▶ **Data entries**:

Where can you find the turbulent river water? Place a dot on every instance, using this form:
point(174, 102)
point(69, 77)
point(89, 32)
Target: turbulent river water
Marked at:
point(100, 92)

▶ **DIRECTIONS FOR THIS TASK**:
Copy every item above line for line, changing nothing.

▶ **TASK ANSWER**:
Where can you find the turbulent river water? Place a dot on every instance, using this form:
point(174, 102)
point(69, 77)
point(89, 32)
Target: turbulent river water
Marked at:
point(100, 92)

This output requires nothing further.